What to do: List every line below that contains the word "point". Case counts, so match capital and small letters.

##########

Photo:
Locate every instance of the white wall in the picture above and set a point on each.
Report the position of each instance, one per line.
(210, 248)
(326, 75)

##########

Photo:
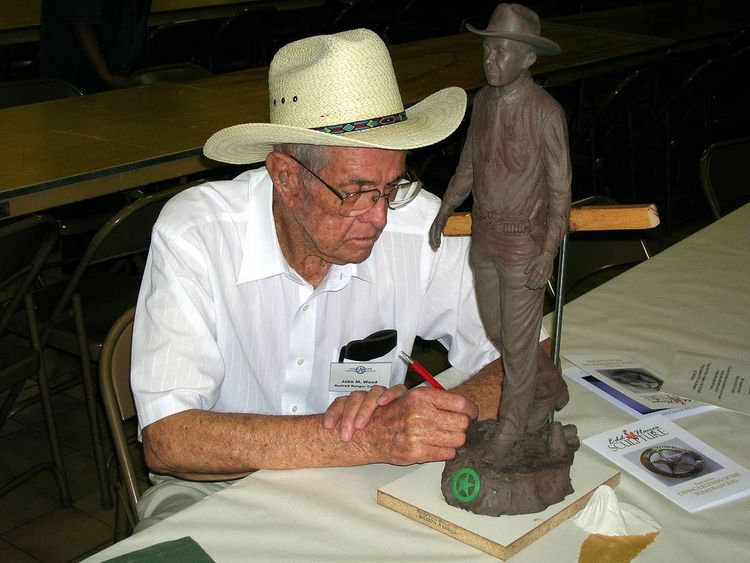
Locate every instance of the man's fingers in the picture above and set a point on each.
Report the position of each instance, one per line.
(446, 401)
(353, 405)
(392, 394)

##########

Task output:
Locate every instance of the white wall in the picture above and set a point on each.
Locate every instance of the man's fingers in the picture above and set a point on each.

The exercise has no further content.